WHAT YOU WILL DO =
A. In the tfidf wiki page, what format does tfidf-calc write to stdout?
B. Summarize the tfidf wiki page in two sentences.
C. From the tfidf wiki page, output everything from "1. User Guide — Flags, Defaults, Examples" down to "optional XDG cache).".

2 Notes
Andrew Briscoe edited this page 2025-09-19 13:25:40 +08:00

Absolutely. Let’s crystallize everything into a coherent, architecturally grounded specification — not just a README, but a context dump for future evolution, grounded in category theory, resource flow, and Unix philosophy.

This document will serve as:

  • User Manual — What each flag does, with examples.
  • Architectural Blueprint — Wire diagrams, morphisms, colimits, presheaves.
  • Deployment Spec — XDG, Arch PKGBUILD, pipeline integration.
  • Design Rationale — Why we chose defaults, what’s deferred, what’s essential.
  • Theory of Coherence — How relationships remain valid under transformation.

📜 tfidf — Structured Semantic Inference Engine

“From bytes to meaning — without magic.”

A fast, safe, multicore, std-only Rust toolkit for exploratory semantic analysis of file collections. Computes TF-IDF vectors, supports topological slicing, similarity search, and term discovery — all composable via Unix pipes.


🧭 Table of Contents

  1. User Guide — Flags, Defaults, Examples
  2. Architecture & Theory — Morphisms, Colimits, Presheaves
  3. Deployment & Integration — XDG, PKGBUILD, Pipelines
  4. Design Rationale — Defaults, Deferred Config, Minimalism
  5. Future Evolution — Clustering, Topic Modeling, Natural Transformations

🧭 1. User Guide — tfidf-calc & tfidf-explore

🚀 Core Philosophy

  • tfidf-calc: Pure function Files → Vectors. Side-effect: writes TSV to stdout.
  • tfidf-explore: Pure function Vectors + Slice → Insights. Reads TSV from stdin or file.

Everything composes. Nothing is stateful (except optional XDG cache).

STORED DATA =
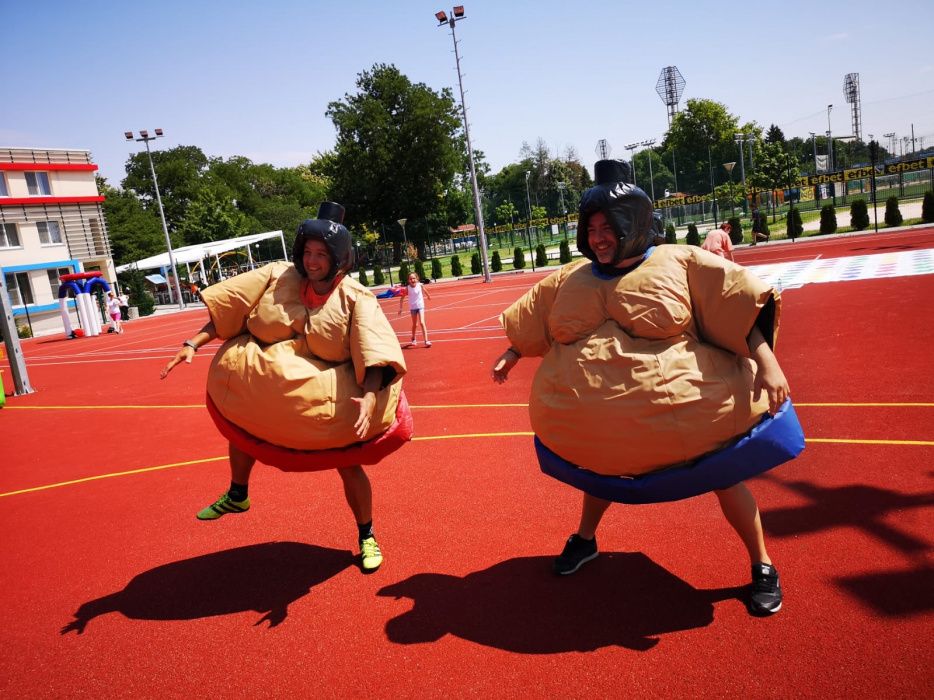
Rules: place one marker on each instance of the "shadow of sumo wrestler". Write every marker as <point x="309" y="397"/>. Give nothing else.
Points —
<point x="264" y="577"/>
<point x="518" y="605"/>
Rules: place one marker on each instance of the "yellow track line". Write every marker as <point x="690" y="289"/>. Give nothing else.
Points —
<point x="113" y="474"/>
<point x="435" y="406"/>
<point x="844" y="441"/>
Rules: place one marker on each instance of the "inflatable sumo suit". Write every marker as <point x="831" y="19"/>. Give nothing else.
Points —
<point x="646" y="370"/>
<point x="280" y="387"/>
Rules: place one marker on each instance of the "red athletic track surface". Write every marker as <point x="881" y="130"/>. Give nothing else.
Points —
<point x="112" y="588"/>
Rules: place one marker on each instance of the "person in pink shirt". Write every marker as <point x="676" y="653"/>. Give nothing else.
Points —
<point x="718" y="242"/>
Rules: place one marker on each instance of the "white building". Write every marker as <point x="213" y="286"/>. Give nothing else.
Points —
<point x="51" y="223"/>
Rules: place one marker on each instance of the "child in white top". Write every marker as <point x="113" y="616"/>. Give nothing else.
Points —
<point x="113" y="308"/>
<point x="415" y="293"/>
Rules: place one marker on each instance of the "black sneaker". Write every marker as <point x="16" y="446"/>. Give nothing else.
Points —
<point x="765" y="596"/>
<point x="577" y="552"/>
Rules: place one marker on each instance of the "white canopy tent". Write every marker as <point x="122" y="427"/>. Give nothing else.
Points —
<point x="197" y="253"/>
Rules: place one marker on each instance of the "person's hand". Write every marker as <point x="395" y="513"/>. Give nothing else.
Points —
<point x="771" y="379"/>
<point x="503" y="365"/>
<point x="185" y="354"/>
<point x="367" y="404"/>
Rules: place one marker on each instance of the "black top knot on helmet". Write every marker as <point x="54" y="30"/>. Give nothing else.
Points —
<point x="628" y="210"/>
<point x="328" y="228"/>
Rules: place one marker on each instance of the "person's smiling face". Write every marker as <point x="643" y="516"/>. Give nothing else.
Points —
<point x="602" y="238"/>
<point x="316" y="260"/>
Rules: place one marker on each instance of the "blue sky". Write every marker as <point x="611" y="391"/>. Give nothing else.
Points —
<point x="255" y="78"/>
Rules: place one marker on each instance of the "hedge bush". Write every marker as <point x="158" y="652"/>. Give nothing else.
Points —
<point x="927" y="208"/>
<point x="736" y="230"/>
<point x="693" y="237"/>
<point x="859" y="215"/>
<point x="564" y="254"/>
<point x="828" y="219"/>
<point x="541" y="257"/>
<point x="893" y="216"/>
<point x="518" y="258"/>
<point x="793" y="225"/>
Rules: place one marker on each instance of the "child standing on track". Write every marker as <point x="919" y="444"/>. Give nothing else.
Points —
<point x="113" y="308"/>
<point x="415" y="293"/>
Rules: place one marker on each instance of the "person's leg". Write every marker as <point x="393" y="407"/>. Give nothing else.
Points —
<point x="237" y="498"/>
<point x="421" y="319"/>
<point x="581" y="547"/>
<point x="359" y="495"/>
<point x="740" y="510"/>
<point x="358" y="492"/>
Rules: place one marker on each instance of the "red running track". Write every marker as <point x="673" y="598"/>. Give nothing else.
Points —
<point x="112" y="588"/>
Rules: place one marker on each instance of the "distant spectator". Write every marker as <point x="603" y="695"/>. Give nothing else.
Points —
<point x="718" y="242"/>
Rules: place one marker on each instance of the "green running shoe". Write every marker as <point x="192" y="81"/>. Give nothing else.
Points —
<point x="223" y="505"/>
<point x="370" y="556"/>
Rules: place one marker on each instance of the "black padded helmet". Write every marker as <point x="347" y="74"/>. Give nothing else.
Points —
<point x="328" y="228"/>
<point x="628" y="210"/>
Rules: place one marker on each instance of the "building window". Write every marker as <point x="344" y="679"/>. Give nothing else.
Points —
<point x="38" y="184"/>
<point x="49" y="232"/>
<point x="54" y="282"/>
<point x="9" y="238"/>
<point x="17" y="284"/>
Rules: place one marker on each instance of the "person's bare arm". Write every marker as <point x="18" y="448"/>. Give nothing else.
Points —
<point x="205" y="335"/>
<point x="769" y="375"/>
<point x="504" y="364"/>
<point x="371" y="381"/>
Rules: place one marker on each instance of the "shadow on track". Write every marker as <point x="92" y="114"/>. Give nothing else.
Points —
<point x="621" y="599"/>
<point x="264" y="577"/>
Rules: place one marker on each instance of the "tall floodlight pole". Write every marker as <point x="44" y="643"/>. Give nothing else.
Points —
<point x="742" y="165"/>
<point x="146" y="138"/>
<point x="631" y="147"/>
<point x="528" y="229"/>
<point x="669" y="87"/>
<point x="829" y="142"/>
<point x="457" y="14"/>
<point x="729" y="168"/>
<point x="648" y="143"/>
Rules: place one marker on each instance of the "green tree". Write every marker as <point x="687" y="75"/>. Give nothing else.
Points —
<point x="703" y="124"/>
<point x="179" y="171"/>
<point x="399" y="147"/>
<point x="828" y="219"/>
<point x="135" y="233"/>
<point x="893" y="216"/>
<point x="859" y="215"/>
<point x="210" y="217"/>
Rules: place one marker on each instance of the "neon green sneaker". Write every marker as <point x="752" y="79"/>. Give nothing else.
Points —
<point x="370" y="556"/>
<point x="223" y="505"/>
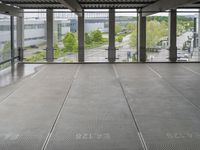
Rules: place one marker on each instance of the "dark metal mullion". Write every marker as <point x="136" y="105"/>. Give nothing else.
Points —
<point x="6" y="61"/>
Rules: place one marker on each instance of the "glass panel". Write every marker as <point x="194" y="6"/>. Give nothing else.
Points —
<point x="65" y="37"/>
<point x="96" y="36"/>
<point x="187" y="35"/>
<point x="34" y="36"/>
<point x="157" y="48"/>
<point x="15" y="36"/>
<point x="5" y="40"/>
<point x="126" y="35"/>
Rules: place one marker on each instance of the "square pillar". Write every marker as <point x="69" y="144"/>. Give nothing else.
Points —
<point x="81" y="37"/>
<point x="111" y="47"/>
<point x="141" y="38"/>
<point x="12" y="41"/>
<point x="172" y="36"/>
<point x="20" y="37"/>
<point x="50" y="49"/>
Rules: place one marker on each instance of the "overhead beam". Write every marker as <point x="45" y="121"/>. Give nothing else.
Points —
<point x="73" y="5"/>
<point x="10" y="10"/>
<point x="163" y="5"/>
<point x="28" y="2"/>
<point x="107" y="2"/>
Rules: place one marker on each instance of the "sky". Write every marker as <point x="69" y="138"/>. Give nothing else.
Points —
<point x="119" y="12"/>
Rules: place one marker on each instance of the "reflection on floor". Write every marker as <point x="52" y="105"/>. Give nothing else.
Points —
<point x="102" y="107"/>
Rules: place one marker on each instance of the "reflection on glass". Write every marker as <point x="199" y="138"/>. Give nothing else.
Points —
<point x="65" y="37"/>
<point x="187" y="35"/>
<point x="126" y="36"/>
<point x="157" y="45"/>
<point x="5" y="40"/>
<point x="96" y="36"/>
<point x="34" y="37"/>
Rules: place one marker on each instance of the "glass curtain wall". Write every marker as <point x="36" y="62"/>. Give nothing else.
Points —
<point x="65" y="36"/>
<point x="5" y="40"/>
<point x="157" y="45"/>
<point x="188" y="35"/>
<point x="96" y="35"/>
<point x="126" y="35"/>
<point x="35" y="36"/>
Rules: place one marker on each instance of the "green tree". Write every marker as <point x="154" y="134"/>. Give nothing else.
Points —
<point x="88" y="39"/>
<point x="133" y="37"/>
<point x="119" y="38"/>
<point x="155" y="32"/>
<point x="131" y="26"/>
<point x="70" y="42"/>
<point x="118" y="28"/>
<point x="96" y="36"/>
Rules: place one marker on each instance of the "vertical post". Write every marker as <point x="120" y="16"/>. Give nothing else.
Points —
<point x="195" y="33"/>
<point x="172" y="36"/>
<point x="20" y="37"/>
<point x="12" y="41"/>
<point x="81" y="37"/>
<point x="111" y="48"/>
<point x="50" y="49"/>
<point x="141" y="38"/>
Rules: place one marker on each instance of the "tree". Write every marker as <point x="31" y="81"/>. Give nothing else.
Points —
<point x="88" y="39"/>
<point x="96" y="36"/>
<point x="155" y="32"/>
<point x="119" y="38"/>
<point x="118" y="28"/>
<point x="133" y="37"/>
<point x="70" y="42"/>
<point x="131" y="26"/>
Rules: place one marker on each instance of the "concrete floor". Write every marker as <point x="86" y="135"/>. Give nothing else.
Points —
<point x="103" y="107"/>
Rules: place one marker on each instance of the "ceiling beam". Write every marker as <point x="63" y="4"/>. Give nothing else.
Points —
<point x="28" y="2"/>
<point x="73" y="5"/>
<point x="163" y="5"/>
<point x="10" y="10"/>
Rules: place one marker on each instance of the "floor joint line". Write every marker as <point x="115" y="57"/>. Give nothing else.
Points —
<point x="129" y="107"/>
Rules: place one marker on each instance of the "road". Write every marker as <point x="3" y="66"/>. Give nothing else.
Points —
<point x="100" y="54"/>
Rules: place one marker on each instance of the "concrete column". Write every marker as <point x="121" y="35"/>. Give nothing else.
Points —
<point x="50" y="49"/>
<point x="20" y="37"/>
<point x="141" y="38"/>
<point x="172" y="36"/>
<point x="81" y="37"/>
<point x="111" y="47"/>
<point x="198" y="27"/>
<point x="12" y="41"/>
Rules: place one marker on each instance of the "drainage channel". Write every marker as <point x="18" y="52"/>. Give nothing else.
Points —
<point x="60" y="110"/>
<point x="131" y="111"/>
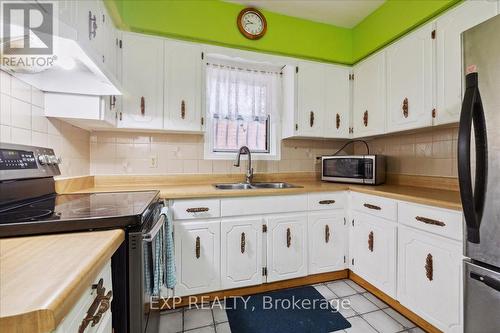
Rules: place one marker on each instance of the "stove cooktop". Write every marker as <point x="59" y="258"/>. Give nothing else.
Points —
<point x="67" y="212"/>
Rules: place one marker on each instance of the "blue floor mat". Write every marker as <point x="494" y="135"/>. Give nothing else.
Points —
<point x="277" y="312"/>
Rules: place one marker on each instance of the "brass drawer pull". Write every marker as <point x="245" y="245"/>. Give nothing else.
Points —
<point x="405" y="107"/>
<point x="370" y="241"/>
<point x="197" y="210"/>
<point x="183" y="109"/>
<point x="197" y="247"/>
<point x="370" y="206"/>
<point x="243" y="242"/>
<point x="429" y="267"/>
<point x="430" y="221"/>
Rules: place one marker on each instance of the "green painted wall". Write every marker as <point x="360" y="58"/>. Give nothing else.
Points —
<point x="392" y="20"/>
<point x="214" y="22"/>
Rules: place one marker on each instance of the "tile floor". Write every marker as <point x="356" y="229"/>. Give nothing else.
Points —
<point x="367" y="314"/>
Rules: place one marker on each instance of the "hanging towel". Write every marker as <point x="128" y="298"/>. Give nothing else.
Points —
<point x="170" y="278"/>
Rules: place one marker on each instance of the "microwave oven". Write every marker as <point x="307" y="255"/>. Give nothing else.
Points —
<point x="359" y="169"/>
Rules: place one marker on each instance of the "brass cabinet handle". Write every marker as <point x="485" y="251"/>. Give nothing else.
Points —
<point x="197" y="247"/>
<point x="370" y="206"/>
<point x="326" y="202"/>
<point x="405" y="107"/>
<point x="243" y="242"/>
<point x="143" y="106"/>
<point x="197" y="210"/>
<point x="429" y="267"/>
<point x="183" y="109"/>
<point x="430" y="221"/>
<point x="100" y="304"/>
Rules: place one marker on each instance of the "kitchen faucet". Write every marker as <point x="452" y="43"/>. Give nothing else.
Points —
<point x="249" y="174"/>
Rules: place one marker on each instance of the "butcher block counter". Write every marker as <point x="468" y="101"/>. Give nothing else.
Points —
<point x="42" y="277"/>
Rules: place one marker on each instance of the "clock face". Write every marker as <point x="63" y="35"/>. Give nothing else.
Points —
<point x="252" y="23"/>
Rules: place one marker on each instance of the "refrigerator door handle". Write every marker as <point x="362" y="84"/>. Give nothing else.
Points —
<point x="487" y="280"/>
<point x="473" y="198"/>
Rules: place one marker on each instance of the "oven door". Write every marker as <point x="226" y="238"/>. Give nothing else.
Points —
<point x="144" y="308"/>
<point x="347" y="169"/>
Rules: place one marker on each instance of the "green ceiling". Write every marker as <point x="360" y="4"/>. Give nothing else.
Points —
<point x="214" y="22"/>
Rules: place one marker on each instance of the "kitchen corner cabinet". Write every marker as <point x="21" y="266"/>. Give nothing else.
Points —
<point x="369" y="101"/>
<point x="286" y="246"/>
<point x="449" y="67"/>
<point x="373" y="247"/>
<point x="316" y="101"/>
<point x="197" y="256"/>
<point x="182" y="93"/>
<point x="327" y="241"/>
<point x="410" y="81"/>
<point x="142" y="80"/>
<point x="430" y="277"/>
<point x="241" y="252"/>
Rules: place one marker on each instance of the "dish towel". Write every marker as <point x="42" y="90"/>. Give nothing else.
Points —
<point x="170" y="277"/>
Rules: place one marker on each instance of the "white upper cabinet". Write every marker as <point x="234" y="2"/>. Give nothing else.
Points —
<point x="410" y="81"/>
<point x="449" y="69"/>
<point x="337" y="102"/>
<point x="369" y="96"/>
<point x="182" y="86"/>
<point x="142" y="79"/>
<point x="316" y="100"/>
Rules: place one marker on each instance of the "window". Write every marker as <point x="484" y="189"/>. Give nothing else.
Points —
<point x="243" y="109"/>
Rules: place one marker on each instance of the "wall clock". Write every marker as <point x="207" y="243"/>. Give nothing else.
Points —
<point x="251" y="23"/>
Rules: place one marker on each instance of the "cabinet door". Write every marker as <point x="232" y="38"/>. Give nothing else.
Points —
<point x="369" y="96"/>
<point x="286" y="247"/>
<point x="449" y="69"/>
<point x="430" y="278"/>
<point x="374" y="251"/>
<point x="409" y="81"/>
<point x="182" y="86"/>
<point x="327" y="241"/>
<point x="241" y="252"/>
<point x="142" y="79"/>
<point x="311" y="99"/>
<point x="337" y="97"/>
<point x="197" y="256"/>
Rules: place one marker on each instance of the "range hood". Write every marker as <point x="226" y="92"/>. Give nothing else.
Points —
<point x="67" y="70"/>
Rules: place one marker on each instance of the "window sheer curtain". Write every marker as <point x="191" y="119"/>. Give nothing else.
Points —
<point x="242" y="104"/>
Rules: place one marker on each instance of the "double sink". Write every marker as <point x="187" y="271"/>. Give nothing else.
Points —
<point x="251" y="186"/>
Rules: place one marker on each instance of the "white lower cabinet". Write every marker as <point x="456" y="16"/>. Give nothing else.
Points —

PER-TASK ANSWERS =
A. TSV.

B. tfidf is a fast, safe, multicore, std-only Rust toolkit for exploratory semantic analysis of file collections: it computes TF-IDF vectors and supports topological slicing, similarity search, and term discovery, all composable via Unix pipes. Its tfidf-calc tool turns files into vectors written as TSV to stdout, and tfidf-explore reads those vectors from stdin or a file to produce insights.

C.
1. User Guide — Flags, Defaults, Examples
  2. Architecture & Theory — Morphisms, Colimits, Presheaves
  3. Deployment & Integration — XDG, PKGBUILD, Pipelines
  4. Design Rationale — Defaults, Deferred Config, Minimalism
  5. Future Evolution — Clustering, Topic Modeling, Natural Transformations

🧭 1. User Guide — tfidf-calc & tfidf-explore

🚀 Core Philosophy

  • tfidf-calc: Pure function Files → Vectors. Side-effect: writes TSV to stdout.
  • tfidf-explore: Pure function Vectors + Slice → Insights. Reads TSV from stdin or file.

Everything composes. Nothing is stateful (except optional XDG cache).